» **EXTRAIT SÉLECTIONNÉ**:
# # #

Merci à Mussa Kachunga Stanis d'avoir traduit cet article volontairement.

Pendant des années, la NASA s'est engagée à trouver les moyens les plus efficaces et les plus efficients de fournir de l'eau recyclée filtrée et purifiée à ses astronautes à bord de la Station Spatiale Internationale (ISS) (voir la figure 1). Avec plus de deux milliards de personnes dans le monde qui n'ont pas accès à l'eau potable et à des installations sanitaires de base, cette nouvelle technologie unique de traitement de l'eau utilisée par l'ISS pour filtrer l'urine des astronautes en eau potable pourrait bien avoir la capacité d'aider à lutter contre la crise mondiale de l'eau ici sur Terre.

L'eau est assez lourde, ce qui signifie que chaque litre d'eau lancée dans l'espace peut coûter jusqu'à des milliers de dollars (DiCicco, 2020). Pour cette raison, rien n'est gaspillé sur l’ISS - chaque goutte de sueur, d'urine, d'humidité et de buée issue de la respiration est collectée, filtrée, purifiée et réutilisée comme eau potable (NASA, 2019). Le système de filtration de l'eau actuellement utilisé par la NASA repose sur des «lits de filtration qui alourdissent les missions de réapprovisionnement et doivent être remplacés tous les 90 jours» et est également incapable de filtrer certains contaminants semi-volatils (NASA, 2019). Une technologie de récupération d'eau nouvellement développée a non seulement la capacité de filtrer ces contaminants semi-volatils spécifiques sur l'ISS, mais nécessite également beaucoup moins d'espace et d'énergie pour fonctionner (DiCicco, 2020). 

Quelle est cette technologie ?


Avec la mise en œuvre réussie d'un nouveau système qui imite le processus naturel de filtration de l'eau à travers des protéines appelées aquaporines, cette technologie spatiale pourrait avoir la capacité d'ajouter de « l'efficacité aux installations de traitement des eaux usées existantes ou de purifier les eaux qui jusqu'à présent n'ont pas été traitées, polluant les eaux souterraines et les voies navigables » (DiCicco, 2020). Les aquaporines sont des protéines utilisées par toutes les cellules vivantes pour transférer l'eau à travers leurs membranes. En utilisant des protéines produites par un processus de fermentation industrielle, ce système de purification est capable d'imiter la capacité de filtration des reins humains et des racines des plantes (NASA, 2019). En fait, ce sont les aquaporines qui permettent « aux racines des plantes d'absorber l'eau du sol et aux reins humains de filtrer environ 45 gallons de liquide par jour » (NASA, 2019). En raison du fait que ces protéines ont évolué pendant des milliards d'années pour effectuer certaines tâches et qu'elles sont hautement sélectives, seule l'eau peut passer à travers, contrairement aux contaminants (NASA, 2019). Grâce à cette protéine, les entreprises de filtration d'eau ont pu développer un système qui élimine plus de 95 % des microplastiques et des micropolluants dans les eau usées, tout en utilisant beaucoup moins d'énergie que les autres systèmes de filtration traditionnels (Moreno, 2020).

# # #

» **ENTRÉES DU CORPUS**:
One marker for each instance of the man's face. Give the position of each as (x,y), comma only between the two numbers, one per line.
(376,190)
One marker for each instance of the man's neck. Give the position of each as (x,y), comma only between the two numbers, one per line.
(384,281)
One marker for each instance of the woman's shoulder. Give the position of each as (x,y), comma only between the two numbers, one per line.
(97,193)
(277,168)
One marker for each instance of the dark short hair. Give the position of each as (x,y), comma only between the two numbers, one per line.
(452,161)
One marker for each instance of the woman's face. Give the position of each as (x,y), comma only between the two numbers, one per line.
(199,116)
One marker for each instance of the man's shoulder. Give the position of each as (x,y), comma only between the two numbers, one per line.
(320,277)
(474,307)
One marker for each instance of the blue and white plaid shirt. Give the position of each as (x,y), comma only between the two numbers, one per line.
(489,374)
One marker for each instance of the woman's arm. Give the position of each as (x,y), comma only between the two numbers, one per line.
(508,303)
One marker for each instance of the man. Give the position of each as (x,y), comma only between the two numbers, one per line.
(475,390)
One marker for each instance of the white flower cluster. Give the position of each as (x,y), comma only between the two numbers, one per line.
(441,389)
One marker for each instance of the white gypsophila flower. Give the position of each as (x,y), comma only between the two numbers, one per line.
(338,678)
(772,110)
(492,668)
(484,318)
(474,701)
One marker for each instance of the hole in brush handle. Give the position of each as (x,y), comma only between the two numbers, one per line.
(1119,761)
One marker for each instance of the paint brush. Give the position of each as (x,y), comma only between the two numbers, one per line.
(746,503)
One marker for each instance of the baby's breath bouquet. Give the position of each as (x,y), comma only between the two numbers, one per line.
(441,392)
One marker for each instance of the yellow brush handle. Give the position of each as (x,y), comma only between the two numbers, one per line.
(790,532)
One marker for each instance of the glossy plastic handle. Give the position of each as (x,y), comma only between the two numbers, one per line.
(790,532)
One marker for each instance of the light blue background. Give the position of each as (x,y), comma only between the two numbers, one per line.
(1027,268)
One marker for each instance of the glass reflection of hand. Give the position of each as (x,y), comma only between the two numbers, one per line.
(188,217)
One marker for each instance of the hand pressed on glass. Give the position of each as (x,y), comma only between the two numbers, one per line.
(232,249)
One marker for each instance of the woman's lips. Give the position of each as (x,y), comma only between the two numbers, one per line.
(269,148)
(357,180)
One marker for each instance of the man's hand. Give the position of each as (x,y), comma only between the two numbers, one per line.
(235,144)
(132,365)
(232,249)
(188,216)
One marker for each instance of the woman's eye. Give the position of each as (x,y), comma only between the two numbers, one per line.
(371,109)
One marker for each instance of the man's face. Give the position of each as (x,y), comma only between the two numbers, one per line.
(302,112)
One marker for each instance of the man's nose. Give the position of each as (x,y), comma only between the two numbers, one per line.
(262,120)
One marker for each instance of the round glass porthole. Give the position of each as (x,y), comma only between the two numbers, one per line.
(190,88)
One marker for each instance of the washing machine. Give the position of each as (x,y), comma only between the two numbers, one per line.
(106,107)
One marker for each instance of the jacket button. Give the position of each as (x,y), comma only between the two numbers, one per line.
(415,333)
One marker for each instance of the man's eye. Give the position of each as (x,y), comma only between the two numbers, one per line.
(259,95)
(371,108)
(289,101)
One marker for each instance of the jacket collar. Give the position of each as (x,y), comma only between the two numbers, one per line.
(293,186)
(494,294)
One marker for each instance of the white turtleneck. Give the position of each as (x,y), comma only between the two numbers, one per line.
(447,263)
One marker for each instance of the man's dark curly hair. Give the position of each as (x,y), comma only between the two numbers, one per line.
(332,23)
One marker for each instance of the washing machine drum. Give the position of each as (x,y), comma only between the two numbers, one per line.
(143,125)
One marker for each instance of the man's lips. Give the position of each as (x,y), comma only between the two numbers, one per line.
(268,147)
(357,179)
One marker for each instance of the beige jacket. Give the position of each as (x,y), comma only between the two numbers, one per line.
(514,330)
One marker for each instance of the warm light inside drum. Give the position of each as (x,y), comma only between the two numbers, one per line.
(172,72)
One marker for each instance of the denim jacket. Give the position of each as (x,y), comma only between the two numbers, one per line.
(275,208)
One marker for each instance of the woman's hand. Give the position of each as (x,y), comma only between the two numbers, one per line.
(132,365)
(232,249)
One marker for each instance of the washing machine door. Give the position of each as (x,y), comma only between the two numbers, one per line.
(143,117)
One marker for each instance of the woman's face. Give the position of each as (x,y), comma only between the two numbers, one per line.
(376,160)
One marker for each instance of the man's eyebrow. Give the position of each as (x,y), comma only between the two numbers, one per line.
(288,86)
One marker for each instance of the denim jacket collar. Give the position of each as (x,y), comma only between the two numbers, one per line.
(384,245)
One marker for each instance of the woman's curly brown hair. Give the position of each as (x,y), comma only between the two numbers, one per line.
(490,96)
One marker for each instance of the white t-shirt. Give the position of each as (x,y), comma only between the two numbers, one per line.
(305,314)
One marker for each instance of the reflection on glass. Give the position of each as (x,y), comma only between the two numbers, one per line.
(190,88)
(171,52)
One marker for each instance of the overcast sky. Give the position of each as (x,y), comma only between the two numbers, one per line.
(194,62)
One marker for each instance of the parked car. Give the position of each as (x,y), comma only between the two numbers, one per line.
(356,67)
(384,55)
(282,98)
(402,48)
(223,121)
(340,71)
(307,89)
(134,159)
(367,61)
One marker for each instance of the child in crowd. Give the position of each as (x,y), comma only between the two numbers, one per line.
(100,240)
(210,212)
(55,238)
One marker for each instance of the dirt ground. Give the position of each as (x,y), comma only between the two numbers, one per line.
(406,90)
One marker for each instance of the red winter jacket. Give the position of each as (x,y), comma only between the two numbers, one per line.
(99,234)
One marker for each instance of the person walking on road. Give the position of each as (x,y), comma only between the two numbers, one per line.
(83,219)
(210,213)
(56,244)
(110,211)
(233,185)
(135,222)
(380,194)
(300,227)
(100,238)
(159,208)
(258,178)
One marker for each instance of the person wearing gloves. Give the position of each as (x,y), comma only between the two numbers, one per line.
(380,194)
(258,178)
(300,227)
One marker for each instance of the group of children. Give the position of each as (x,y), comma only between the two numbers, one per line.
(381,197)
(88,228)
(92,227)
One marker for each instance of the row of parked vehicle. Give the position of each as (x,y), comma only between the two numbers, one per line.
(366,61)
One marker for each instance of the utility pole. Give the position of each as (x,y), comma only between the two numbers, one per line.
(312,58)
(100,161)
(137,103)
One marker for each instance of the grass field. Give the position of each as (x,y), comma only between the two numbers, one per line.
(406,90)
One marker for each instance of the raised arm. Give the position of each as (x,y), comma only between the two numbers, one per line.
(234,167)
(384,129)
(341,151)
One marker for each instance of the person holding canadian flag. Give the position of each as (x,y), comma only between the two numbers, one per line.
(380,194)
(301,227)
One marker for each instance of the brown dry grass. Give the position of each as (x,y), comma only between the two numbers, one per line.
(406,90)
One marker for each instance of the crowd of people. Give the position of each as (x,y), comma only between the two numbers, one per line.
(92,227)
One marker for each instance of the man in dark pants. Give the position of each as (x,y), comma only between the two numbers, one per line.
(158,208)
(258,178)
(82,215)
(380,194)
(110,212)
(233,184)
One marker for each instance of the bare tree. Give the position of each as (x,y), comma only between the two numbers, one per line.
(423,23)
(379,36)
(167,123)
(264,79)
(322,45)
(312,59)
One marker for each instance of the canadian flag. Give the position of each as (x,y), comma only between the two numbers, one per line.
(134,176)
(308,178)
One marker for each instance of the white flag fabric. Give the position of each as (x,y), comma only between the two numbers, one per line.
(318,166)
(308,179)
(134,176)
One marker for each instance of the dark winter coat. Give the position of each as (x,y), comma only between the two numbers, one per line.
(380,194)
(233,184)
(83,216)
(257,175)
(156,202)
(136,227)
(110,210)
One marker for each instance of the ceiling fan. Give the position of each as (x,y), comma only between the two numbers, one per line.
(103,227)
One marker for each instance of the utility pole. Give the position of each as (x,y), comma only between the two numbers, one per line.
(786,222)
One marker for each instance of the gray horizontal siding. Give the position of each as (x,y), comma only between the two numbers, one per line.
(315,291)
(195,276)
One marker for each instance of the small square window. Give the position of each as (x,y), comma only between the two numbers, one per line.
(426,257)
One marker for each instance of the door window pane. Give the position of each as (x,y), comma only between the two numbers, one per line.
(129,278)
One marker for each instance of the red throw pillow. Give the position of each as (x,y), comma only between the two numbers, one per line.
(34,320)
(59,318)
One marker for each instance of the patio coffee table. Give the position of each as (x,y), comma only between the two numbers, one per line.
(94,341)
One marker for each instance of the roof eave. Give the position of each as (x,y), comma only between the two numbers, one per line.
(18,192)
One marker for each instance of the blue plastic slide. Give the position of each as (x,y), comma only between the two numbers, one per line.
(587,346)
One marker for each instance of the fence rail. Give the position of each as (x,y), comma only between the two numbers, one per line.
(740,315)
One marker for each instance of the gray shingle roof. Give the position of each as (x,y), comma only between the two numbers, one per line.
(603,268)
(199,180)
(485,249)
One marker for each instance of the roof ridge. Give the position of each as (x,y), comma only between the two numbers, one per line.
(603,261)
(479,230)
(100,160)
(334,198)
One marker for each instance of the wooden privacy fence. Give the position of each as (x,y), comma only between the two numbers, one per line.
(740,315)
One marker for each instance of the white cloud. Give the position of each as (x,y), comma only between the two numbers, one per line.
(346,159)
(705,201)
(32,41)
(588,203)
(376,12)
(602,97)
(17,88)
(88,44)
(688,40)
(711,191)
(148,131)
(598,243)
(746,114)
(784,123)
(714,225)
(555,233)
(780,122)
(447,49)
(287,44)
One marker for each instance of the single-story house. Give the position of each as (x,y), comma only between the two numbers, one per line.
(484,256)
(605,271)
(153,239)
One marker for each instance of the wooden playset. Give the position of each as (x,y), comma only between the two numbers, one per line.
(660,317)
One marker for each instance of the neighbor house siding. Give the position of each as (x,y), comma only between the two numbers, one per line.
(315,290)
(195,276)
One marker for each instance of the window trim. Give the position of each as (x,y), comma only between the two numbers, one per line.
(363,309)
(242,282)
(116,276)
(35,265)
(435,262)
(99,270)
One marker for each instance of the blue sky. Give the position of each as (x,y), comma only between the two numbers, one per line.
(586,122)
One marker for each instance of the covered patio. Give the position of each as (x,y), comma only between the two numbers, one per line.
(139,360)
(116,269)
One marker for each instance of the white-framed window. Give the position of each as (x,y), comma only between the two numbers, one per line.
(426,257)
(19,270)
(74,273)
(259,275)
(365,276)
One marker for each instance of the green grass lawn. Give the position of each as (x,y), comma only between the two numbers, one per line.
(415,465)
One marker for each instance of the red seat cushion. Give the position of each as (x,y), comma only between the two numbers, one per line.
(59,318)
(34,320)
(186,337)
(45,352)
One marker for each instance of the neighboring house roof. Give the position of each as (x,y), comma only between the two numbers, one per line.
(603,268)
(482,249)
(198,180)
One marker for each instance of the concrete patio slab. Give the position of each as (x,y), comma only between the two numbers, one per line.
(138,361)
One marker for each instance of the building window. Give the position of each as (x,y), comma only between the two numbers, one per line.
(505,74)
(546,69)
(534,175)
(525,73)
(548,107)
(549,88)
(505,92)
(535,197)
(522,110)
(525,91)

# # #

» **LISTE DES ACTIVITÉS**:
1. Restituez à l'identique le passage de l'article sur le recyclage de l'eau à bord de l'ISS, en commençant par « Pendant des années, la » et en poursuivant jusqu'à « ici sur Terre. ».
2. Poursuivez l'article sur la purification de l'eau à bord de l'ISS au-delà de sa dernière phrase.

» **RÉPONSES PAR ÉLÉMENT**:
1.
Pendant des années, la NASA s'est engagée à trouver les moyens les plus efficaces et les plus efficients de fournir de l'eau recyclée filtrée et purifiée à ses astronautes à bord de la Station Spatiale Internationale (ISS) (voir la figure 1). Avec plus de deux milliards de personnes dans le monde qui n'ont pas accès à l'eau potable et à des installations sanitaires de base, cette nouvelle technologie unique de traitement de l'eau utilisée par l'ISS pour filtrer l'urine des astronautes en eau potable pourrait bien avoir la capacité d'aider à lutter contre la crise mondiale de l'eau ici sur Terre.

2.
Astronaut Andreas Mogensen testing prototype aquaporin water treatment system on the International Space Station. Image courtesy of the European Space Agency and NASA.
Figure 1 : L'astronaute Andreas Mogensen teste un prototype de système de traitement de l'eau à l'aqua porine sur la Station spatiale internationale. Image reproduite avec l'aimable autorisation de l'Agence spatiale européenne et de la NASA.

 

Comment ça fonctionne

Les aquaporines filtrent l'eau en déplaçant sélectivement les molécules d'eau à travers les membranes plasmiques à une vitesse rapide. Ces protéines transmembranaires du canal de l'eau fonctionnent comme des nano-filtres pour empêcher tous les autres solutés de se transporter à travers les membranes plasmiques dans les cellules vivantes (Xie et al., 2013). Les membranes d'aquaporines peuvent être produites à travers la membrane plasmique apicale, qui est la membrane cellulaire à la surface des cellules épithéliales (membrane plasmique apicale, 2021). Cela fait suite à l'action de la vasopressine, qui est responsable de l'activation de la protéine kinase A (PKA), une holoenzyme, pour phosphoryler les sous-unités d'aquaporines contenues dans le cytoplasme (Litwack, 2020). Des canaux d'aquaporines se forment alors lorsque ces sous-unités sont insérées dans la membrane apicale (Litwack, 2020).

Grâce à l'utilisation d'aqua porines, cette technologie de récupération et de filtration de l'eau utilise l'osmose directe pour filtrer des contaminants semi-volatils spécifiques sur l'ISS et dépasse les performances des systèmes actuels de purification et de filtration de l'eau à bord (Johnson, 2019). Il fonctionne également à une fraction du coût, car les technologies basées sur l'osmose directe "offrent également un moyen de filtration beaucoup plus économe en ressources par rapport aux techniques d'osmose inverse les plus courantes" (Johnson, 2019). L'osmose directe est un processus capable de fonctionner de manière autonome sans aucune influence extérieure ; un peu comme un rein, l'eau est recyclée en circuit fermé (DiCicco, 2020). Avec « l'eau salée d'un côté de la membrane et l’eau usées de l'autre, la thermodynamique oblige le sel à se répartir uniformément dans toute l'eau du système » ; et comme le sel ne peut pas traverser la membrane, l'eau douce est puisée de l'autre côté (DiCicco, 2020). Au fur et à mesure que l'eau douce est extraite, il ne reste que des déchets (DiCicco, 2020). Cela signifie que l'osmose directe est capable de filtrer l'eau extrêmement sale et polluée, ce qui élimine le recours à la distillation (NASA, 2019). L'efficacité de la technologie des aquaporines peut offrir une méthode de filtration et de recyclage de l'eau plus économe en ressources, non seulement dans l'espace, mais aussi ici sur Terre (Johnson, 2019).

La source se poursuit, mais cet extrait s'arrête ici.